YOUR INSTRUCTIONS:
Duplicate the lines from the one with "Each instance of the yellow" to the one with "pixel 188 255", including both.

MATERIAL PROVIDED:
________

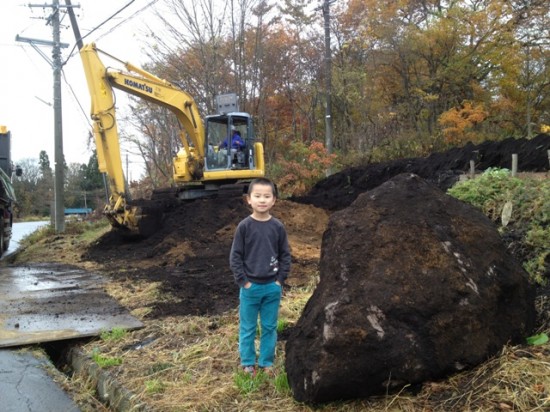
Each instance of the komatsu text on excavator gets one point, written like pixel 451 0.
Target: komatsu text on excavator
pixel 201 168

________

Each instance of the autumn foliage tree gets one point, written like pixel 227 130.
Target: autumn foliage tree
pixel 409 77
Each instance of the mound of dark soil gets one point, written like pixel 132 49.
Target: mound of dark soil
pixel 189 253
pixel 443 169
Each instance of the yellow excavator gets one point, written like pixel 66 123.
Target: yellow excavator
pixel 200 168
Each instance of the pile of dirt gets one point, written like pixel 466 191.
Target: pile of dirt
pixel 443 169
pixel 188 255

________

SOLUTION:
Each instance of the yellow excavator gets one point, written like pixel 66 123.
Target: yellow excavator
pixel 200 168
Each instance of the pile of dirt gets one point, written like pixel 466 191.
Target: pile of dirt
pixel 443 169
pixel 188 255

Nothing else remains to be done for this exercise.